_What to work on_
Would you repeat the lines from the one with "the dry grass" through the final line, both included, and nothing else? No pictures belong in the copy.

— start —

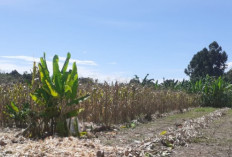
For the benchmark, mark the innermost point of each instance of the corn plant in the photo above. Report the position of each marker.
(215, 92)
(18, 115)
(56, 98)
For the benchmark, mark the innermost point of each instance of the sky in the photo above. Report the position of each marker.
(113, 39)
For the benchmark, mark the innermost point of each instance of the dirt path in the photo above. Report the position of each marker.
(143, 132)
(144, 139)
(215, 142)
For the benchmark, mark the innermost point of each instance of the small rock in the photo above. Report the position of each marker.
(100, 153)
(2, 143)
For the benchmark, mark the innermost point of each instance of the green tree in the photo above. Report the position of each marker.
(210, 61)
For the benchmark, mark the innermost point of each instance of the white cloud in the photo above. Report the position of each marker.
(113, 63)
(9, 63)
(79, 61)
(25, 58)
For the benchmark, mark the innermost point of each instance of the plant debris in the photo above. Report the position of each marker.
(160, 145)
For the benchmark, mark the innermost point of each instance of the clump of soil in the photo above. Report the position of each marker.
(156, 138)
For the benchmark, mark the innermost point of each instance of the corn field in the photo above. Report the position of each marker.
(108, 103)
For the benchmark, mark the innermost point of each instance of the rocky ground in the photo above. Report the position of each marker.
(199, 132)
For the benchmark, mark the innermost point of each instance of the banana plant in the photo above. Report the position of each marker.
(18, 115)
(57, 95)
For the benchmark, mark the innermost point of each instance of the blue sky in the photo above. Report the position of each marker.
(113, 39)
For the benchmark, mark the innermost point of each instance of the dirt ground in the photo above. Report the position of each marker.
(215, 142)
(206, 132)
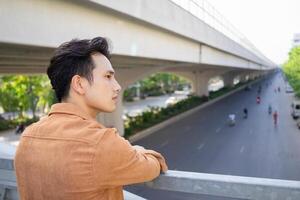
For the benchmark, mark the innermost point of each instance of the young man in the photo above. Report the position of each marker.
(68, 155)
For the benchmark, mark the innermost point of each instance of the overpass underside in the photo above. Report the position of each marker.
(144, 40)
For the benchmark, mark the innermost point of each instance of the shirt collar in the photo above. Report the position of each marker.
(68, 108)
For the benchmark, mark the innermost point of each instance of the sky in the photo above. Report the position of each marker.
(268, 24)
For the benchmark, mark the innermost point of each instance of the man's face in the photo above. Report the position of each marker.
(102, 93)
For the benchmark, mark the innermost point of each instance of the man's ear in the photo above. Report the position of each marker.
(78, 84)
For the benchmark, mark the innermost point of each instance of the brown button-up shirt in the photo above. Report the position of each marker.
(68, 156)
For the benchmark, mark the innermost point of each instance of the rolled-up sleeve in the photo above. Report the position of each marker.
(117, 162)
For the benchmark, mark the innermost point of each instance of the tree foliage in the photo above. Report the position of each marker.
(292, 69)
(21, 93)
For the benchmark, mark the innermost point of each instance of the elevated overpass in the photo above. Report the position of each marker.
(147, 36)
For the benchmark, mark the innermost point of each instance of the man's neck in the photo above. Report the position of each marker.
(82, 106)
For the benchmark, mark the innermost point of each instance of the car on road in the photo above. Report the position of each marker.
(171, 101)
(289, 89)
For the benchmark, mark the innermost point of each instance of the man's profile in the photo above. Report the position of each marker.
(68, 155)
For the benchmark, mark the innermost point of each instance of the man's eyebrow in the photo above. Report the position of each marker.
(110, 72)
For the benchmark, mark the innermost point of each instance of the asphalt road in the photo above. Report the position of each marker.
(203, 142)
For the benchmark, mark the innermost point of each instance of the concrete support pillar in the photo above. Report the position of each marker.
(244, 78)
(228, 79)
(200, 84)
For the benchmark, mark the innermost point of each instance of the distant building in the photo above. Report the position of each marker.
(296, 40)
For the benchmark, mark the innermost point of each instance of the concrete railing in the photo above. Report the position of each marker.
(227, 186)
(8, 185)
(188, 182)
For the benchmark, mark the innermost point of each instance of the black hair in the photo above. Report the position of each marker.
(74, 58)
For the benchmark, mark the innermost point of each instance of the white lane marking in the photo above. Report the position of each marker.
(201, 146)
(187, 128)
(242, 149)
(164, 144)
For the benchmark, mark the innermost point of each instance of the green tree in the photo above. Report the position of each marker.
(292, 69)
(20, 93)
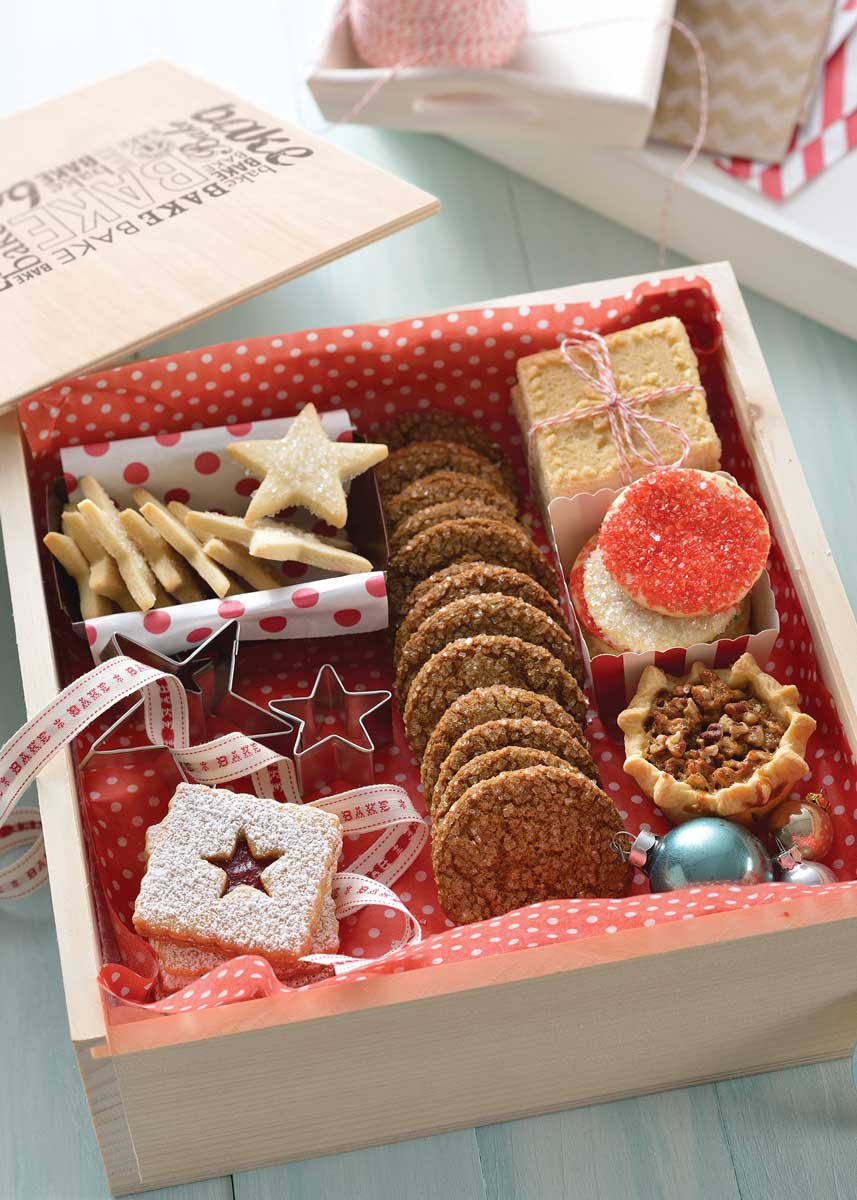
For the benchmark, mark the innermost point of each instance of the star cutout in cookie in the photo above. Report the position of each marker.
(243, 868)
(304, 468)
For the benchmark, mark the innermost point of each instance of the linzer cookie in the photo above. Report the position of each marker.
(581, 454)
(442, 486)
(420, 459)
(485, 613)
(684, 543)
(493, 703)
(469, 580)
(468, 540)
(478, 663)
(239, 874)
(504, 732)
(527, 835)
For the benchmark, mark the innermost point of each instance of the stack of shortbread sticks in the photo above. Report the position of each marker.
(487, 679)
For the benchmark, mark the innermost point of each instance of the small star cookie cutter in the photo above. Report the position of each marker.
(365, 720)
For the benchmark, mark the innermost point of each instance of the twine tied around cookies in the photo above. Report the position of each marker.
(628, 419)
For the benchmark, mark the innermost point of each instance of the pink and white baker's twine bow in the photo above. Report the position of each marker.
(628, 419)
(382, 808)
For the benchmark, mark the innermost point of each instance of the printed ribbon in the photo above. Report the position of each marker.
(381, 809)
(627, 420)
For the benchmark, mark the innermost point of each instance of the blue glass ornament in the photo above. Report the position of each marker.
(702, 851)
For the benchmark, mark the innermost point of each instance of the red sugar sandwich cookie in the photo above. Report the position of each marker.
(684, 543)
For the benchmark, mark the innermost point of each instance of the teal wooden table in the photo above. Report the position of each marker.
(791, 1134)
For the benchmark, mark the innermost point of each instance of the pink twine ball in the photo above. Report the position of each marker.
(437, 33)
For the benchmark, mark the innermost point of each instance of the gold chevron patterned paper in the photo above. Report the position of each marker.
(762, 59)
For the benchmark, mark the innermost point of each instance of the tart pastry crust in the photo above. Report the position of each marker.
(743, 799)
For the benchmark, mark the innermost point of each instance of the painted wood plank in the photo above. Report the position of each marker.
(669, 1146)
(427, 1169)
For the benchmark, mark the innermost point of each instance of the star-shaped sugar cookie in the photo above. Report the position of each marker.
(304, 468)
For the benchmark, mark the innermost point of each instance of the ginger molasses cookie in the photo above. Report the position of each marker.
(450, 510)
(486, 766)
(445, 485)
(484, 613)
(495, 703)
(466, 580)
(521, 731)
(467, 540)
(421, 459)
(478, 663)
(541, 833)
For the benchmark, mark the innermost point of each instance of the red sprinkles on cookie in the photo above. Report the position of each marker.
(684, 543)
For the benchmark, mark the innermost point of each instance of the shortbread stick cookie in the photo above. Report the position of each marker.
(468, 540)
(237, 559)
(541, 833)
(521, 731)
(486, 766)
(132, 567)
(450, 510)
(445, 485)
(471, 580)
(169, 568)
(420, 459)
(71, 559)
(495, 703)
(478, 663)
(181, 539)
(485, 613)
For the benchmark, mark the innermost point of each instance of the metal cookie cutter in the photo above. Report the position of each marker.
(364, 717)
(207, 673)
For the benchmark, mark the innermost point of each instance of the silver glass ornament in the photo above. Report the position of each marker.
(804, 823)
(702, 851)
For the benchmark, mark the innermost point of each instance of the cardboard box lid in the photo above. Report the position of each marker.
(138, 205)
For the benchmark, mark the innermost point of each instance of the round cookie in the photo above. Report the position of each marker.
(436, 425)
(450, 510)
(541, 833)
(420, 459)
(441, 486)
(478, 663)
(496, 702)
(484, 613)
(486, 766)
(684, 543)
(508, 731)
(467, 540)
(466, 580)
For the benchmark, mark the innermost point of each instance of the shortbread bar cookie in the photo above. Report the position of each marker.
(521, 731)
(238, 873)
(493, 703)
(468, 540)
(486, 613)
(541, 833)
(580, 455)
(478, 663)
(469, 580)
(423, 459)
(445, 485)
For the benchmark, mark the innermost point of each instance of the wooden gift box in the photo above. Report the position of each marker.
(521, 1033)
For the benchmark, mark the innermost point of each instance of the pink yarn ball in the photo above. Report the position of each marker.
(437, 33)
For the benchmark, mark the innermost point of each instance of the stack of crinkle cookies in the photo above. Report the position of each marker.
(487, 679)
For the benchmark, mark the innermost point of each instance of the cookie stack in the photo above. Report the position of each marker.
(489, 682)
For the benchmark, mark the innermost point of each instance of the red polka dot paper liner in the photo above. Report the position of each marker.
(460, 361)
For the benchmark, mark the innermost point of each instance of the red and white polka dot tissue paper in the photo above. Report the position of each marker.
(461, 361)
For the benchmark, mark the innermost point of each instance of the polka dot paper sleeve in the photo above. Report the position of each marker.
(460, 361)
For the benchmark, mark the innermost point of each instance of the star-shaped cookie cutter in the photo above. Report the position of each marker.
(208, 675)
(364, 717)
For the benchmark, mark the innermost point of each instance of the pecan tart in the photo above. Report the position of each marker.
(715, 743)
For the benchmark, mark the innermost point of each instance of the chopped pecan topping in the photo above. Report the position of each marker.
(711, 735)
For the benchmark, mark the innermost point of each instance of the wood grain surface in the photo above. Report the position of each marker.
(790, 1134)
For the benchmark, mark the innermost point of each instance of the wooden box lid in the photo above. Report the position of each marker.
(138, 205)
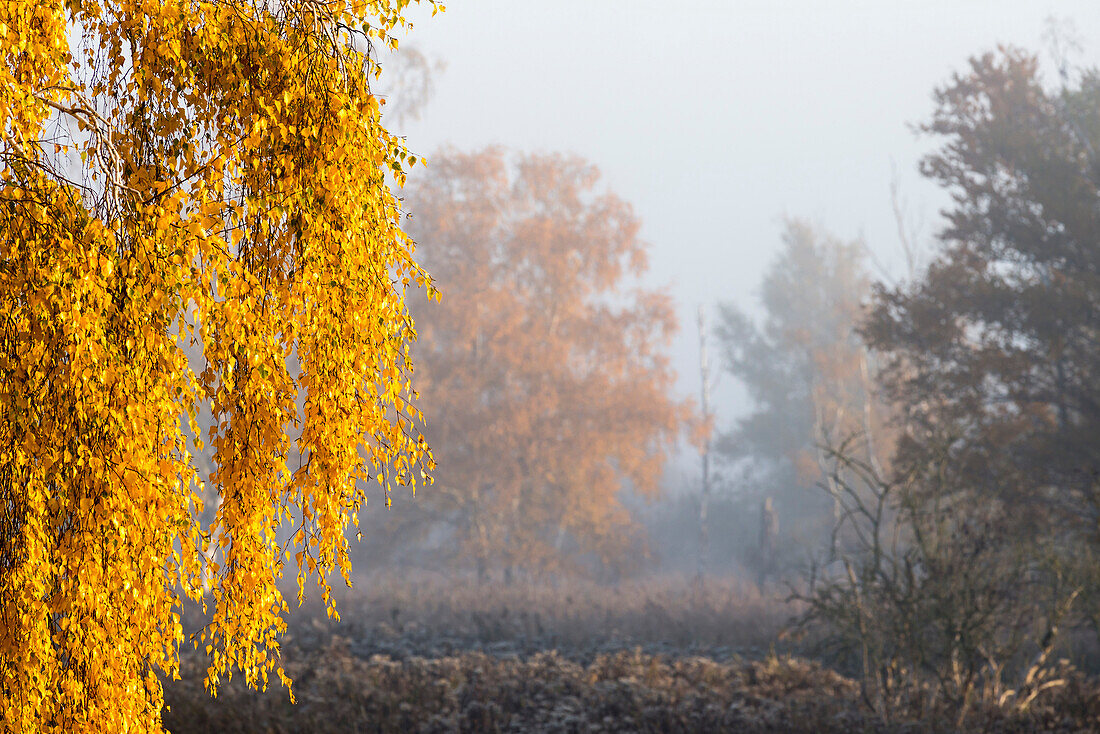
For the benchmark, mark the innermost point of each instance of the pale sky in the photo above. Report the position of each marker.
(716, 118)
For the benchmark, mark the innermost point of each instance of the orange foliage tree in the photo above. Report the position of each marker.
(542, 365)
(179, 173)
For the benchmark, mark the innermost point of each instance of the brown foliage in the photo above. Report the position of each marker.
(542, 363)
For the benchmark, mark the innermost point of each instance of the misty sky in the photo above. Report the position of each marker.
(716, 118)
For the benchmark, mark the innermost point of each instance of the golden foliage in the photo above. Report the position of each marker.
(185, 176)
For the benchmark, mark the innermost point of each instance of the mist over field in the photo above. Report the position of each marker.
(810, 452)
(552, 367)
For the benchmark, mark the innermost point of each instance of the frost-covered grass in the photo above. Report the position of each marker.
(430, 655)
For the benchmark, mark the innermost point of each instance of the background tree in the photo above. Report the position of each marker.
(175, 173)
(976, 548)
(993, 351)
(543, 363)
(807, 375)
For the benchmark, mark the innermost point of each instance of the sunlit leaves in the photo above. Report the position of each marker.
(195, 211)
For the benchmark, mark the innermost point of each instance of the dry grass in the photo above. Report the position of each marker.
(425, 655)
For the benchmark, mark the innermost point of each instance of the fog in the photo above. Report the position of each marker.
(887, 214)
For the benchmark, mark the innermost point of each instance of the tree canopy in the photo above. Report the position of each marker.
(184, 176)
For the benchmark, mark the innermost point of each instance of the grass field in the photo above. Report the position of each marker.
(428, 655)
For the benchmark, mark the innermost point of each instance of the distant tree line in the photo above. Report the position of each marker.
(953, 419)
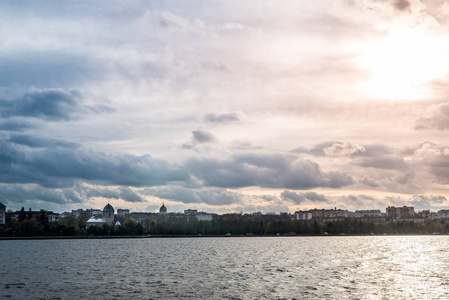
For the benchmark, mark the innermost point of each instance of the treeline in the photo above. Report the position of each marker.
(176, 226)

— end —

_Solution to the exercise_
For the benchmark, mark the innermost point of each instance of the dry grass in the photo above. Report the position of each marker.
(425, 655)
For the benchmark, mark the innermost point of each instance of the fog in the photo above. Report the position of each marker.
(887, 214)
For the benchmark, mark the innermost point of each instance of the tree canopy in the photo above. Report the position of each marker.
(184, 176)
For the benchmark, mark the innermost point of each instance of the grass field in the photo above. Report the position of each marker.
(428, 655)
For the benchmark, mark the innermost point of each instance of the distant tree line in the photo above. Report the position of each marker.
(953, 419)
For the benchmark, mark the innermost point of each instance of the treeline in the photo above. Report the position of each marker.
(176, 226)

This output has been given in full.